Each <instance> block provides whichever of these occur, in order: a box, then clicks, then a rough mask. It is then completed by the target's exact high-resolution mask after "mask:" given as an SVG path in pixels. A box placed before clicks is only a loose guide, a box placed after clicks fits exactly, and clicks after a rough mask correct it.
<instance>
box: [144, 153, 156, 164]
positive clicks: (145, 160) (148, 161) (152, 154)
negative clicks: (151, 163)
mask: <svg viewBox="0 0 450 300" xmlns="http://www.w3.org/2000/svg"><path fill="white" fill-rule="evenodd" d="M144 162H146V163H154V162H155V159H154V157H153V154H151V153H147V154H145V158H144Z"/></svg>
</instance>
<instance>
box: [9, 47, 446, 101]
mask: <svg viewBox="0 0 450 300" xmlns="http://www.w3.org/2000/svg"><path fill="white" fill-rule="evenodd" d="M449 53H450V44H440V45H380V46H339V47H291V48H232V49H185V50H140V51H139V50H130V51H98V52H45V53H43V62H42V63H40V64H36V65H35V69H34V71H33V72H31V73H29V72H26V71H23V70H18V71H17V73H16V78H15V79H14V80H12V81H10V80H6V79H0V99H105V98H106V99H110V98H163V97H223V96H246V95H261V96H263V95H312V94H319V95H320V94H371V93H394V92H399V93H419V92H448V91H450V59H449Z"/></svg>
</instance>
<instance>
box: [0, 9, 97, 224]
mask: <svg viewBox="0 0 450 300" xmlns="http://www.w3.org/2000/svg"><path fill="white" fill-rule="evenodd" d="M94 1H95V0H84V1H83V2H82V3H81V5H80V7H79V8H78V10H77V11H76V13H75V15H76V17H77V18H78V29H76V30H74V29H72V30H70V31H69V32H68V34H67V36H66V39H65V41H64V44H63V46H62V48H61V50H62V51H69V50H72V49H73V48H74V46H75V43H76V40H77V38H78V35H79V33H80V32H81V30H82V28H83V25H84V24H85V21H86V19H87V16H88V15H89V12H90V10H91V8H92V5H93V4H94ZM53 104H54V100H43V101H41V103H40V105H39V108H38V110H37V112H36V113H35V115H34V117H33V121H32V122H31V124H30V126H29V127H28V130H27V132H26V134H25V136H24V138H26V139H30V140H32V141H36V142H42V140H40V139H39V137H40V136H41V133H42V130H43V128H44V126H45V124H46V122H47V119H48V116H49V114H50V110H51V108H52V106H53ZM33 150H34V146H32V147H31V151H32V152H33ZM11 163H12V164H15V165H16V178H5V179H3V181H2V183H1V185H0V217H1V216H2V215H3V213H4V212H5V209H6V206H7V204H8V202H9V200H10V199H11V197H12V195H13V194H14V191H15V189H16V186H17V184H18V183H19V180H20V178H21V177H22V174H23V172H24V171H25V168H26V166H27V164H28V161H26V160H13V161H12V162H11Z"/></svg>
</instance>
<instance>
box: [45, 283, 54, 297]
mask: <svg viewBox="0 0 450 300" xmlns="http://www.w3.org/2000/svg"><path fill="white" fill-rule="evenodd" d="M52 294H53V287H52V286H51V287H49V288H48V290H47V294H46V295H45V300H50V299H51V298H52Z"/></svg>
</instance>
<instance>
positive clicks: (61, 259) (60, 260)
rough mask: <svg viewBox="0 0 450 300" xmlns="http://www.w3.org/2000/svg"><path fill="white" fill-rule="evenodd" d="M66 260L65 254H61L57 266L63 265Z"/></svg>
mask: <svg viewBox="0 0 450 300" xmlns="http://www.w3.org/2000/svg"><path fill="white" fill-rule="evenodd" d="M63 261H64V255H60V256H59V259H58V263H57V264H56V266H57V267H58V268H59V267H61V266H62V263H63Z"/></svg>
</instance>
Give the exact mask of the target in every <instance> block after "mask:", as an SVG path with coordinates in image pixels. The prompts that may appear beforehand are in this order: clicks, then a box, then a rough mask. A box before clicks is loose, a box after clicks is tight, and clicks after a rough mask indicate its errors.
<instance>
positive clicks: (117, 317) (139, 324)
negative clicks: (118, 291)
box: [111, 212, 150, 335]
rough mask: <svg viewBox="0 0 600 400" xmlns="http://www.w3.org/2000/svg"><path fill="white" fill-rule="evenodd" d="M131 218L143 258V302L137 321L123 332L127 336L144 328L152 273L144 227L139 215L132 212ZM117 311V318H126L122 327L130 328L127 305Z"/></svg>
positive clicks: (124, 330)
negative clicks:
========
--- WHAT IS BEING ASKED ---
Reproduce all of the data above, switching every "rough mask" to "coarse mask" and leaving the rest unchanged.

--- SOLUTION TO THIS PROBLEM ---
Each <instance> block provides whichever of these occur, in order: a box, then clicks, then a coarse mask. It is then completed by the target's exact high-resolution mask after "mask:" given as an SVG path in pixels. A box placed before clicks is only a loose guide, a box placed after clicks fits exactly, and clicks after a coarse mask correct it.
<instance>
box: [144, 153, 156, 164]
positive clicks: (145, 160) (148, 161) (152, 154)
negative clicks: (151, 163)
mask: <svg viewBox="0 0 450 300" xmlns="http://www.w3.org/2000/svg"><path fill="white" fill-rule="evenodd" d="M144 162H146V163H154V162H155V159H154V157H153V154H151V153H147V154H145V158H144Z"/></svg>
</instance>
<instance>
box: [9, 47, 446, 101]
mask: <svg viewBox="0 0 450 300" xmlns="http://www.w3.org/2000/svg"><path fill="white" fill-rule="evenodd" d="M449 53H450V44H440V45H380V46H339V47H291V48H232V49H185V50H140V51H139V50H130V51H98V52H45V53H43V62H42V63H40V64H36V65H35V69H34V71H33V72H31V73H29V72H26V71H23V70H18V71H17V73H16V78H15V79H14V80H12V81H10V80H6V79H0V99H105V98H106V99H110V98H163V97H223V96H246V95H261V96H263V95H312V94H319V95H320V94H371V93H394V92H399V93H419V92H448V91H450V59H449Z"/></svg>
</instance>
<instance>
box: [0, 9, 97, 224]
mask: <svg viewBox="0 0 450 300" xmlns="http://www.w3.org/2000/svg"><path fill="white" fill-rule="evenodd" d="M94 1H95V0H84V1H83V2H82V3H81V5H80V7H79V8H78V10H77V11H76V13H75V15H76V17H77V18H78V29H76V30H74V29H72V30H70V31H69V32H68V34H67V36H66V39H65V41H64V44H63V46H62V48H61V50H62V51H69V50H72V49H73V48H74V46H75V43H76V40H77V38H78V35H79V33H80V32H81V30H82V28H83V25H84V24H85V21H86V19H87V16H88V15H89V12H90V10H91V8H92V5H93V4H94ZM53 104H54V100H43V101H41V103H40V105H39V108H38V110H37V112H36V113H35V115H34V117H33V121H32V122H31V124H30V126H29V127H28V130H27V132H26V134H25V136H24V138H26V139H30V140H32V141H36V142H42V140H40V139H39V137H40V136H41V133H42V130H43V128H44V126H45V124H46V122H47V119H48V116H49V114H50V110H51V108H52V106H53ZM33 150H34V146H32V147H31V151H32V152H33ZM11 163H12V164H15V165H16V178H5V179H3V181H2V183H1V185H0V217H1V216H2V215H3V213H4V212H5V209H6V206H7V204H8V202H9V200H10V199H11V197H12V195H13V194H14V191H15V189H16V186H17V184H18V183H19V180H20V178H21V177H22V174H23V172H24V171H25V168H26V166H27V164H28V161H26V160H13V161H12V162H11Z"/></svg>
</instance>
<instance>
box: [45, 283, 54, 297]
mask: <svg viewBox="0 0 450 300" xmlns="http://www.w3.org/2000/svg"><path fill="white" fill-rule="evenodd" d="M52 294H53V287H52V286H51V287H49V288H48V290H47V294H46V295H45V300H50V299H51V298H52Z"/></svg>
</instance>
<instance>
positive clicks: (61, 259) (60, 260)
coarse mask: <svg viewBox="0 0 450 300" xmlns="http://www.w3.org/2000/svg"><path fill="white" fill-rule="evenodd" d="M66 260L65 254H61L57 266L63 265Z"/></svg>
mask: <svg viewBox="0 0 450 300" xmlns="http://www.w3.org/2000/svg"><path fill="white" fill-rule="evenodd" d="M63 261H64V255H60V256H59V259H58V263H57V264H56V266H57V267H58V268H59V267H61V266H62V263H63Z"/></svg>
</instance>
Give the exact mask of the target in every <instance> block after "mask:", as an SVG path with coordinates in image pixels. The prompts that may appear beforehand are in this order: clicks, then a box, then a coarse mask. A box before clicks is loose, a box after clicks is tight, and clicks after a coarse mask indicate its errors.
<instance>
positive clicks: (117, 317) (139, 324)
negative clicks: (118, 291)
box: [111, 212, 150, 335]
coarse mask: <svg viewBox="0 0 600 400" xmlns="http://www.w3.org/2000/svg"><path fill="white" fill-rule="evenodd" d="M131 218L143 258V302L137 321L123 332L127 336L144 328L152 273L144 227L139 215L132 212ZM117 311V318H126L122 327L130 328L127 305Z"/></svg>
positive clicks: (124, 330)
negative clicks:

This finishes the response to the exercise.